(Exercise task):
Reproduce word for word everything in the material below from the line containing "Q: For each instance of the autumn-colored" down to the end, including both the first and last lines.

## START Material provided

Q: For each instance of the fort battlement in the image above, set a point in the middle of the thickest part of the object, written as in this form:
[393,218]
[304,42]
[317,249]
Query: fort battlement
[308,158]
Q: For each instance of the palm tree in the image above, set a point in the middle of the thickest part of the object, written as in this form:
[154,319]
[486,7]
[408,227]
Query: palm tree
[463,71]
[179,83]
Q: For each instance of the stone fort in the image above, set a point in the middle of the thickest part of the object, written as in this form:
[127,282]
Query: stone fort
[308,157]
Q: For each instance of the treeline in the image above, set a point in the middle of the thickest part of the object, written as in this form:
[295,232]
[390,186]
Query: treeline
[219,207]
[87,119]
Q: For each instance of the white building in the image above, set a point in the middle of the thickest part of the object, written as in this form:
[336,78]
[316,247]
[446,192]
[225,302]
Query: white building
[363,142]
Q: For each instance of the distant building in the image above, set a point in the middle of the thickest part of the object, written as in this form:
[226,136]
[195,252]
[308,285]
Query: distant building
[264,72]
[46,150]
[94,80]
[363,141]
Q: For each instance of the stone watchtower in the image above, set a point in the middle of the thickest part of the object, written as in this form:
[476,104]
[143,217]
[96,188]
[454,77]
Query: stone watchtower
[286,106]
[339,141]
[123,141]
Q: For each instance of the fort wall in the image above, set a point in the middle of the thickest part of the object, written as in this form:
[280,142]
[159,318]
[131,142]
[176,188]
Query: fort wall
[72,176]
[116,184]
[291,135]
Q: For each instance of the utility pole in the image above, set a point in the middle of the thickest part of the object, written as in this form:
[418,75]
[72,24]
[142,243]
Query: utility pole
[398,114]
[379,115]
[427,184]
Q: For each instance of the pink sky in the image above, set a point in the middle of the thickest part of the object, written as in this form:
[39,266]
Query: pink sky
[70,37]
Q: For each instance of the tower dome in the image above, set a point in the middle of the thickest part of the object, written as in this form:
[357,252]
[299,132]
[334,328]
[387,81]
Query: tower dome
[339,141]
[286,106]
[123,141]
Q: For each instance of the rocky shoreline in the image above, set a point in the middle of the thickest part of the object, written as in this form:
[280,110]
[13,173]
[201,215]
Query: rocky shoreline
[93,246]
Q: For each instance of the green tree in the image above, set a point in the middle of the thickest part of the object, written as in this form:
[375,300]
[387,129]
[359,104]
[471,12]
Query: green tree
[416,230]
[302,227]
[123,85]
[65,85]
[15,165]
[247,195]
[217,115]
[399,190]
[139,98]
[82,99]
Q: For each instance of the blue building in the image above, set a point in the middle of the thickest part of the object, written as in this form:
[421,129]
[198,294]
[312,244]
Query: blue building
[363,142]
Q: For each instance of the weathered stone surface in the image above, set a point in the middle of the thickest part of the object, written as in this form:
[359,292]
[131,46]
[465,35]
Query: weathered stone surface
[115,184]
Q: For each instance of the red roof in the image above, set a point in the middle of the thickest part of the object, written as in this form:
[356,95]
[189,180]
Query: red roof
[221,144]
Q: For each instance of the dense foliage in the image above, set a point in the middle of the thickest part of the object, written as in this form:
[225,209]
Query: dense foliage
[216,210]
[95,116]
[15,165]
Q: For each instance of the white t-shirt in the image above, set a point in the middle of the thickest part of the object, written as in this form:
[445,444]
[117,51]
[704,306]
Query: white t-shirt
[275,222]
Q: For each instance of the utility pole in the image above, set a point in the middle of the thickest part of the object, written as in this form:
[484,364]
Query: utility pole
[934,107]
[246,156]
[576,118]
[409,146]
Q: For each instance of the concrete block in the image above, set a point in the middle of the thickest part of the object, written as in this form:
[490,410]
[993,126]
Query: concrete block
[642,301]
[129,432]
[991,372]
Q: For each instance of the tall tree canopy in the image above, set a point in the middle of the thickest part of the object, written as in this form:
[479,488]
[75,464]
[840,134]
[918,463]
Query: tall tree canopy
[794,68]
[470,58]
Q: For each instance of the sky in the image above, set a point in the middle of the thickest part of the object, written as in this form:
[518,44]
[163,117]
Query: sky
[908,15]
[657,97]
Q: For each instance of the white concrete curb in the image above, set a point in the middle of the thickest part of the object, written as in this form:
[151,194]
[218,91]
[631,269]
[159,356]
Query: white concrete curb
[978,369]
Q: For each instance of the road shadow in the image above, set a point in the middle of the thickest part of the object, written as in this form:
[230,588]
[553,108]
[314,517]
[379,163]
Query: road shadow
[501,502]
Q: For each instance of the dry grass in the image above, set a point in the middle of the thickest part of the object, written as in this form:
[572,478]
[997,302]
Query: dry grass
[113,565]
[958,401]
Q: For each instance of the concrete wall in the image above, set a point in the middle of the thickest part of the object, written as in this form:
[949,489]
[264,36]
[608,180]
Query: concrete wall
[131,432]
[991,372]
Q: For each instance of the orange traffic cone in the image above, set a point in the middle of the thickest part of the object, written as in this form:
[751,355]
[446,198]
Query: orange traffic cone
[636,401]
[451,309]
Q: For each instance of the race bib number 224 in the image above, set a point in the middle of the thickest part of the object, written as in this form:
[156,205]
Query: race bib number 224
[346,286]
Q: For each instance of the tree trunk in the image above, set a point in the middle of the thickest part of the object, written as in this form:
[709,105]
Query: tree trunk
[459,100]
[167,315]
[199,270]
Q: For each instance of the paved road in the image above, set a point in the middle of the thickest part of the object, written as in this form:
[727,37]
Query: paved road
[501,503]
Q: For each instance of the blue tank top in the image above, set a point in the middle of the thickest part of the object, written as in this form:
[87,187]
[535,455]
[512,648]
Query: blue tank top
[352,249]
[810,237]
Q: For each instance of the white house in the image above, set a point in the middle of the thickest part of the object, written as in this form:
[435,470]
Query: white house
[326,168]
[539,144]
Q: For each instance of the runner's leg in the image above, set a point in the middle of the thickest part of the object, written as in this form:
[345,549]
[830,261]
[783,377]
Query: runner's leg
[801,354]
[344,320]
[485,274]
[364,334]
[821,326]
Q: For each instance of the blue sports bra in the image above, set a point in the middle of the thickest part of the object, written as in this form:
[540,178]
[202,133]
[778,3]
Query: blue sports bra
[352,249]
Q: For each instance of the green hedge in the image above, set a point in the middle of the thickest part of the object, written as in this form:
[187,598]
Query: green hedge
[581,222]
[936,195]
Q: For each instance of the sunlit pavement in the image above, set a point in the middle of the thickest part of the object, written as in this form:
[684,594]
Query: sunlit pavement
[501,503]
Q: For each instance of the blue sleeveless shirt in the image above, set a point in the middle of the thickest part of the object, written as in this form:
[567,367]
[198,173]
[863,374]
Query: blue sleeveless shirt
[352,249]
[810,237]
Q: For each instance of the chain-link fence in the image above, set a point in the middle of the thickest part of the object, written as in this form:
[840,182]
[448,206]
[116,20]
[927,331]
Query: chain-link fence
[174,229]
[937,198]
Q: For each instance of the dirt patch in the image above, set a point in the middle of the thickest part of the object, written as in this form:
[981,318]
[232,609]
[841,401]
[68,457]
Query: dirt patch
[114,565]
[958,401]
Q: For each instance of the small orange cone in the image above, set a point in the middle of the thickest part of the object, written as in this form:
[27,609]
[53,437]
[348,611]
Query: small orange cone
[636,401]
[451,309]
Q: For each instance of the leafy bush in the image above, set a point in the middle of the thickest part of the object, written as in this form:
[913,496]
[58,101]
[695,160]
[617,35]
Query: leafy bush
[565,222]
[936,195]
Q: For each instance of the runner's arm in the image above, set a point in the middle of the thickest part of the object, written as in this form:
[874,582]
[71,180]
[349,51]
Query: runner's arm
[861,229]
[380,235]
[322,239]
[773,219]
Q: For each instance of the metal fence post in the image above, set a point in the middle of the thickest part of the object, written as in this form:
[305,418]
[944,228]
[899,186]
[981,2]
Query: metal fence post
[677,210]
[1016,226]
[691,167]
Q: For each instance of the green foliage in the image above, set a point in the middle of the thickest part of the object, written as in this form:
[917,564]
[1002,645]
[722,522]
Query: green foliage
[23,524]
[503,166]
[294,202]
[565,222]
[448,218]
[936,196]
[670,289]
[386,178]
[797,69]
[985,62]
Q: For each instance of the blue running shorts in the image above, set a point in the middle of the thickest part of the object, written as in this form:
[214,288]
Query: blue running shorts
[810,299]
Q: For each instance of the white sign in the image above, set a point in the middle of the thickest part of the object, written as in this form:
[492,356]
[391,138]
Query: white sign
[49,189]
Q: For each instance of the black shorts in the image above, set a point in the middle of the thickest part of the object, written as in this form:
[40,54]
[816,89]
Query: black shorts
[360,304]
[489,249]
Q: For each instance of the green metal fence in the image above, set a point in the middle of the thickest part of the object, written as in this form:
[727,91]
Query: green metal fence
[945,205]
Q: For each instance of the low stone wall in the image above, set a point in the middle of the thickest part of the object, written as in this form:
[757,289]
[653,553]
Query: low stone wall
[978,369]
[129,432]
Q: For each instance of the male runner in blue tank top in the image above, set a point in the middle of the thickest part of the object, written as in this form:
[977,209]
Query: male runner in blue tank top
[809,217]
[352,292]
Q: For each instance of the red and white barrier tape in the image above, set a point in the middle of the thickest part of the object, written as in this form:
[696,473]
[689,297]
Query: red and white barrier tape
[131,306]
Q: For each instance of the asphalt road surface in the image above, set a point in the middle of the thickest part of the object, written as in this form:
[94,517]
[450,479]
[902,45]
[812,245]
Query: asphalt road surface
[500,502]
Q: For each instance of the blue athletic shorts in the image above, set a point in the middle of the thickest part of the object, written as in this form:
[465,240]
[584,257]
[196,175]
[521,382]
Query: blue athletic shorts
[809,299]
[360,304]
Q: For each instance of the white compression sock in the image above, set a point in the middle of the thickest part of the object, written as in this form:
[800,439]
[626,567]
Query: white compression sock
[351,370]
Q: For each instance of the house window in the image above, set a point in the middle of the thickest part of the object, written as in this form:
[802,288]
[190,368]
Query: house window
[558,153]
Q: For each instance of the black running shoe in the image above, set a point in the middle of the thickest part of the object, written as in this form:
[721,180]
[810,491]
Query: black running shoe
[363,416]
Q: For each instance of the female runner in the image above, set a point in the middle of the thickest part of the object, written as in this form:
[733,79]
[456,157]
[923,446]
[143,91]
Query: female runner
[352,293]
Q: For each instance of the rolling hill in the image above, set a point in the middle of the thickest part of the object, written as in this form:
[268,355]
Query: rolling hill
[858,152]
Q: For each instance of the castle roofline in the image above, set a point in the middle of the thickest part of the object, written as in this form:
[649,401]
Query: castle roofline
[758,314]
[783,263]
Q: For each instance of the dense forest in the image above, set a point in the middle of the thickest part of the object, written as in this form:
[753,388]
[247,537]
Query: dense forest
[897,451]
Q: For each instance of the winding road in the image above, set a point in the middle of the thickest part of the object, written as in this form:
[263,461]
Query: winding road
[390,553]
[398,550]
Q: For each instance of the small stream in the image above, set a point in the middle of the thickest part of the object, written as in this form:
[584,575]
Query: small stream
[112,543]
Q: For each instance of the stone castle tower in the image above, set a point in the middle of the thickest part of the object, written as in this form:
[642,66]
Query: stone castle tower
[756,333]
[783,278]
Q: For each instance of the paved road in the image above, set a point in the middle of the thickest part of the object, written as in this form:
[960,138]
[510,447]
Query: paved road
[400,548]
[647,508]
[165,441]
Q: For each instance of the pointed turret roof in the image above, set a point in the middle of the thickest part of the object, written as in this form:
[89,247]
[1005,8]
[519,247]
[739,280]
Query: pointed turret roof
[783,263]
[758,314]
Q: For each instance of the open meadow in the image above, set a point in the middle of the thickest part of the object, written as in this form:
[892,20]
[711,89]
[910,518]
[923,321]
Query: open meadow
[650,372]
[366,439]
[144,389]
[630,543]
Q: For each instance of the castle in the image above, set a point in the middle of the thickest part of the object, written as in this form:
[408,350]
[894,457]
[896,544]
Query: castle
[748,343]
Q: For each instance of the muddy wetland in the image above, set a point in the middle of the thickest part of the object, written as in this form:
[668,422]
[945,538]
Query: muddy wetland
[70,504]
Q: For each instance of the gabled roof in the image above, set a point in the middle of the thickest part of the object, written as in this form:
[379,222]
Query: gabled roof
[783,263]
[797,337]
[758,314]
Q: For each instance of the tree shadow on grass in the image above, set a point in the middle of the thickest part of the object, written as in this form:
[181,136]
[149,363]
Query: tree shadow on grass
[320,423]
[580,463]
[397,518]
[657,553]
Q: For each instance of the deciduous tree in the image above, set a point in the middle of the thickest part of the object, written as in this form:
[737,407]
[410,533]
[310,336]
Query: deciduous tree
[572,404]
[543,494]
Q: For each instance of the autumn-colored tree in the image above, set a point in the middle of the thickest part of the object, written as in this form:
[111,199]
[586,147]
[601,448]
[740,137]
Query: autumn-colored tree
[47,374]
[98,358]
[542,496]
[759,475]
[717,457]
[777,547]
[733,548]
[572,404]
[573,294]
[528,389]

## END Material provided

(Task solution):
Q: For each instance of the autumn-colored tree in the image above, set a point in the middle of the thickest part of the object, written as in this form:
[111,199]
[586,147]
[601,448]
[740,137]
Query: autumn-colored tree
[47,374]
[98,358]
[542,496]
[759,475]
[717,457]
[777,547]
[733,548]
[572,404]
[573,294]
[528,389]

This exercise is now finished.